[PROVIDED DATA Boundary: Start]

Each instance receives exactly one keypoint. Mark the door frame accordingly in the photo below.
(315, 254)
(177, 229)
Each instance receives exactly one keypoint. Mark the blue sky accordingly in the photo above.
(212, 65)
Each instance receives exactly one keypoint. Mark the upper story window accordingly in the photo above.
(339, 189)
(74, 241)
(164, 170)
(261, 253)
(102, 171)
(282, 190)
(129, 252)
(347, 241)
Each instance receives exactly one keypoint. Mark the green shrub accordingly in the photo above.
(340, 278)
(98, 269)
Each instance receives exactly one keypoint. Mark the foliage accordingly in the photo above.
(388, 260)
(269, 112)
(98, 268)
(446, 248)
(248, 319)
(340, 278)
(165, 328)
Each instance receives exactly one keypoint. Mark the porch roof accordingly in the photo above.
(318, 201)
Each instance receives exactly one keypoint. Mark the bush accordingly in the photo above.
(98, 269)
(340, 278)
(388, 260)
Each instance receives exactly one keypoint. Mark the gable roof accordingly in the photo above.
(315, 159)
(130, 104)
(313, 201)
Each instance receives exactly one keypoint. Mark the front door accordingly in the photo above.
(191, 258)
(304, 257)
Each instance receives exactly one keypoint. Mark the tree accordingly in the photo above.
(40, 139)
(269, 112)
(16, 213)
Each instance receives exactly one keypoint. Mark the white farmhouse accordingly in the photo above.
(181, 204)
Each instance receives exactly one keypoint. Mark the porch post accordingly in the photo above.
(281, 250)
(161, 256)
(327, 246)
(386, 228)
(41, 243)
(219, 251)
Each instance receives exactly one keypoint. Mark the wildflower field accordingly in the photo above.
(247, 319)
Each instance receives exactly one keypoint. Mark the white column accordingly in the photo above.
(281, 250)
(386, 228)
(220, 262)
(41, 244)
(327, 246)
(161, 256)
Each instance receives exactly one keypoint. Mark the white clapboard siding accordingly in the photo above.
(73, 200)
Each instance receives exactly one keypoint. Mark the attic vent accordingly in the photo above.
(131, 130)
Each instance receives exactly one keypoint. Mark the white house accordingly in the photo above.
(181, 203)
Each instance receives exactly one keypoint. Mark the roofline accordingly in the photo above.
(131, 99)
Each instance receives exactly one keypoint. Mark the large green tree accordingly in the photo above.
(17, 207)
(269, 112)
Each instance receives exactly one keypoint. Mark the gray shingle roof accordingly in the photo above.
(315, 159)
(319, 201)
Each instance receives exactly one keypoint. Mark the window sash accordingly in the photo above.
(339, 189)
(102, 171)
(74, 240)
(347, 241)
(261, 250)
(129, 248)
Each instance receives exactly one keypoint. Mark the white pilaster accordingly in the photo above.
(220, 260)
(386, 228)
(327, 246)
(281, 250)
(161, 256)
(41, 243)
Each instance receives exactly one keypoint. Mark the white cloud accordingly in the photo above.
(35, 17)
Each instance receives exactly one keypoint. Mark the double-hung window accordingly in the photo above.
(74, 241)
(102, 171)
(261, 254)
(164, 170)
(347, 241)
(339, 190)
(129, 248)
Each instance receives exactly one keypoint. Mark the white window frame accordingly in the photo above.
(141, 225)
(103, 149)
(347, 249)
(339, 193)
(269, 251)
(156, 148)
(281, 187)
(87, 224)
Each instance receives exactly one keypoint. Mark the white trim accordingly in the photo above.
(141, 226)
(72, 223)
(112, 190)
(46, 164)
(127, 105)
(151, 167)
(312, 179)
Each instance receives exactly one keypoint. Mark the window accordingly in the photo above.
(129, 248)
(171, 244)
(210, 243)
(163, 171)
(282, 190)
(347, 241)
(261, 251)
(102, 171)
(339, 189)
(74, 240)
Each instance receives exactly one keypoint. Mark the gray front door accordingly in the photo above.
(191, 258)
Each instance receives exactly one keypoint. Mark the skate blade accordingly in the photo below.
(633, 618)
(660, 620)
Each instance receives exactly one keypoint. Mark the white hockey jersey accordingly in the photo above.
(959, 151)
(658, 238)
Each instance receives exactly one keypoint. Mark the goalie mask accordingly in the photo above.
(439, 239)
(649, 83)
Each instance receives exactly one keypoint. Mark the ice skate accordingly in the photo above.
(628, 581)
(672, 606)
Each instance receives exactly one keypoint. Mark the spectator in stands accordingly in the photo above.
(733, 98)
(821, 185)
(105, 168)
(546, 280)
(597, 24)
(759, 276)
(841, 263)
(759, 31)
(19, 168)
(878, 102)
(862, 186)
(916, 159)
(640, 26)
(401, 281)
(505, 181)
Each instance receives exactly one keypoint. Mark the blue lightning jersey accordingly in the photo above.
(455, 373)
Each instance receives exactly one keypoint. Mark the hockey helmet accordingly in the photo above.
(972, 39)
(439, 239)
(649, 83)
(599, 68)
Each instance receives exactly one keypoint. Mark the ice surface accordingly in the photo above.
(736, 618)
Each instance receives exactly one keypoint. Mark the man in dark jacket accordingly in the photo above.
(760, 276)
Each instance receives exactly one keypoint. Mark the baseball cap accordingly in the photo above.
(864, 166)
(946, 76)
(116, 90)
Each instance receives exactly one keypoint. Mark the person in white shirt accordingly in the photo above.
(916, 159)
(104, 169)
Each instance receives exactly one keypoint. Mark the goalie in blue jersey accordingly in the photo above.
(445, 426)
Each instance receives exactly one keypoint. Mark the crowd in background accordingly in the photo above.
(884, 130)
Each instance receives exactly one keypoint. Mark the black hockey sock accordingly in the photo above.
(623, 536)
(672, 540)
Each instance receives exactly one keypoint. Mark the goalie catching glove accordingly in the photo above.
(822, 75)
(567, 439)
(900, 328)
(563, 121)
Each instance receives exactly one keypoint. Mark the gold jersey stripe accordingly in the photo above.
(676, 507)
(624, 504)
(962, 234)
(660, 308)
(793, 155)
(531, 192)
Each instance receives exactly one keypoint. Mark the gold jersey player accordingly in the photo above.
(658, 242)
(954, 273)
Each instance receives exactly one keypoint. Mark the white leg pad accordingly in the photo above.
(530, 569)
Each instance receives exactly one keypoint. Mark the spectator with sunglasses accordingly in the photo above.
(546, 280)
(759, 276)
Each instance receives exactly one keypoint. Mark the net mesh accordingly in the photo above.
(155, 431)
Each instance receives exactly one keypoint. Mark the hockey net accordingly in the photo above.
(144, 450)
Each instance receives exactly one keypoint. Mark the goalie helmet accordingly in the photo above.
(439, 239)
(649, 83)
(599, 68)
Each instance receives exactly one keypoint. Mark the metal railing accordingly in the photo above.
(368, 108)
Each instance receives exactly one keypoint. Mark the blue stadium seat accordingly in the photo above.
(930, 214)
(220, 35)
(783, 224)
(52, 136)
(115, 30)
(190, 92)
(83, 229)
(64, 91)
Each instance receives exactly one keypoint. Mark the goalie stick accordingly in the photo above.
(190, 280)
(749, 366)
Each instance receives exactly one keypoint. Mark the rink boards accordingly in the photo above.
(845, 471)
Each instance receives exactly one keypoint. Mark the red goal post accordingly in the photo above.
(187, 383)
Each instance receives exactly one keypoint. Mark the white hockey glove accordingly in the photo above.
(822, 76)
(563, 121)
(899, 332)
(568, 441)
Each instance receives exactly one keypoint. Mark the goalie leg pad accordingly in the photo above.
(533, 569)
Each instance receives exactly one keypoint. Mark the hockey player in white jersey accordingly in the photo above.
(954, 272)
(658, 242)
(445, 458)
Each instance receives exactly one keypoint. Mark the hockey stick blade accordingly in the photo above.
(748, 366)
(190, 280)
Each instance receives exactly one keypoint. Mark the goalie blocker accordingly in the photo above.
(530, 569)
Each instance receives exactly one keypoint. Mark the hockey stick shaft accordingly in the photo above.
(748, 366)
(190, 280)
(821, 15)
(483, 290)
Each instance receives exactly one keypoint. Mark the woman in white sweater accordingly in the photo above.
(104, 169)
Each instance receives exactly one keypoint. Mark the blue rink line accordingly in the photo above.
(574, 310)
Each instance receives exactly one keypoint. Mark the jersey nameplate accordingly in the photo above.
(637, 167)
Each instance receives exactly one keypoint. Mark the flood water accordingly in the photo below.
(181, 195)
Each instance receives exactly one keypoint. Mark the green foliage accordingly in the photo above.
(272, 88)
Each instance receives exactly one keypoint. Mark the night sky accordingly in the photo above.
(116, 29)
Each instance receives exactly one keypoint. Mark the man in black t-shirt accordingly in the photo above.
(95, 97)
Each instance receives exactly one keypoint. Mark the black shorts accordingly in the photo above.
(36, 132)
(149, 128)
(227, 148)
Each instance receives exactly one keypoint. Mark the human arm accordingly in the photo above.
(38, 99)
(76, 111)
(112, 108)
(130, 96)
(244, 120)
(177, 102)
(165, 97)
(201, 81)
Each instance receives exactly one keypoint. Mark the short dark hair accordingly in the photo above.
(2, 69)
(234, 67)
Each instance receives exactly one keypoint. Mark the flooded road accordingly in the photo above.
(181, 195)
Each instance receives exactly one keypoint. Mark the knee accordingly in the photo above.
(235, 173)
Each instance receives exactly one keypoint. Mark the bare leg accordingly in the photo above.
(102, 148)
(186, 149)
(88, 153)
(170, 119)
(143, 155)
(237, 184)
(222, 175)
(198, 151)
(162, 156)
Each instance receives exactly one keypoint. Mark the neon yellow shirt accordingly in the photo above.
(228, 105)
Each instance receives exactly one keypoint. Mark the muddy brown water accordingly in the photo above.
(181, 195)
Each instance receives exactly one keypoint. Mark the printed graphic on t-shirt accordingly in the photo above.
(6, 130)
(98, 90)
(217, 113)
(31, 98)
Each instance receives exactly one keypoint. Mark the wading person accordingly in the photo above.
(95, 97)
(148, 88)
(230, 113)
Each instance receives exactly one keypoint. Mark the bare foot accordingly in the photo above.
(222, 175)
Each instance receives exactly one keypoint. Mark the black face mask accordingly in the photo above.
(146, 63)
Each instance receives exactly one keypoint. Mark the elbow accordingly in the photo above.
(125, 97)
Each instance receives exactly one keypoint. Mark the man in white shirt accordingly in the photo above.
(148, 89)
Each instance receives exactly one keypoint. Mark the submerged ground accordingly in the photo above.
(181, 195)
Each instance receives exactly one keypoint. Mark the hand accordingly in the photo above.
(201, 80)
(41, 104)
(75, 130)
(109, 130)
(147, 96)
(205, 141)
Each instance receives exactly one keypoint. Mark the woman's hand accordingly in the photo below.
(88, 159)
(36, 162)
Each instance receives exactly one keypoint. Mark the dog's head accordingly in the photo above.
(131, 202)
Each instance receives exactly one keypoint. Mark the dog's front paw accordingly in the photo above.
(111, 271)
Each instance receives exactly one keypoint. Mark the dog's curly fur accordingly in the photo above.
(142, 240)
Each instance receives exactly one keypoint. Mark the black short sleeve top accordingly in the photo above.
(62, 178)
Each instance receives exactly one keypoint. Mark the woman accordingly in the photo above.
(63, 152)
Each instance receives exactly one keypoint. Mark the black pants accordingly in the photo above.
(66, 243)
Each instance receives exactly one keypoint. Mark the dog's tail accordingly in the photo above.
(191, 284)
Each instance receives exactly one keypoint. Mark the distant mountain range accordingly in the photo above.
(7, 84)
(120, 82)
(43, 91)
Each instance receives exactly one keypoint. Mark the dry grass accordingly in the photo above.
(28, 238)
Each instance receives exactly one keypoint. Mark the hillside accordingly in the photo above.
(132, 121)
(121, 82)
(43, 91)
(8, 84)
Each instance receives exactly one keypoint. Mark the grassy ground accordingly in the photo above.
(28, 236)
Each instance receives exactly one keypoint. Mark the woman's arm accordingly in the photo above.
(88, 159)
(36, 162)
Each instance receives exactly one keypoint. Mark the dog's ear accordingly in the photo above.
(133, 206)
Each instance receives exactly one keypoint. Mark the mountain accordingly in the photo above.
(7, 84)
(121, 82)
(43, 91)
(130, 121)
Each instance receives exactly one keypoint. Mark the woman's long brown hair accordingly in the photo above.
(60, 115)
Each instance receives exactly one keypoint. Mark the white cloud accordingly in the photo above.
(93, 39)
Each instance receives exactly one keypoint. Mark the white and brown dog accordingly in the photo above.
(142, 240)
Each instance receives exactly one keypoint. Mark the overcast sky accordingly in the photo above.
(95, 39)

[PROVIDED DATA Boundary: End]

__PROBLEM TO SOLVE__.
Copy, exactly as written, the lines above, beginning with the one that contains "Each instance receives exactly one keypoint. Mark the dry" and ending with the last.

__RESULT OF THE EXERCISE__.
Each instance receives exactly one keypoint. Mark the dry grass accordingly in the photo above.
(28, 238)
Each instance receives exactly one keypoint. Mark the hillside accordingly in the photo above.
(132, 121)
(121, 82)
(43, 91)
(8, 84)
Each instance receives exactly one keypoint. Mark the grassy ground accordingly in the photo above.
(28, 236)
Each instance receives exactly one keypoint. Mark the woman's arm accordingly in the photo above.
(88, 159)
(36, 162)
Each instance receives exactly one keypoint. Mark the dog's ear accordingly in the photo above.
(133, 206)
Each instance receives exactly one keypoint. Mark the mountain accordingly in the photo above.
(7, 84)
(121, 82)
(43, 91)
(130, 121)
Each instance receives exactly one keypoint. Mark the woman's long brown hair accordingly in the photo above.
(60, 115)
Each instance receives exactly one keypoint. Mark the white cloud accordingly in the photo above.
(93, 39)
Each instance receives exactly one keypoint. Mark the white and brown dog accordingly in the photo above.
(142, 240)
Each instance receives exactly one keypoint. Mark the overcast sky accordingly in the photo above.
(95, 39)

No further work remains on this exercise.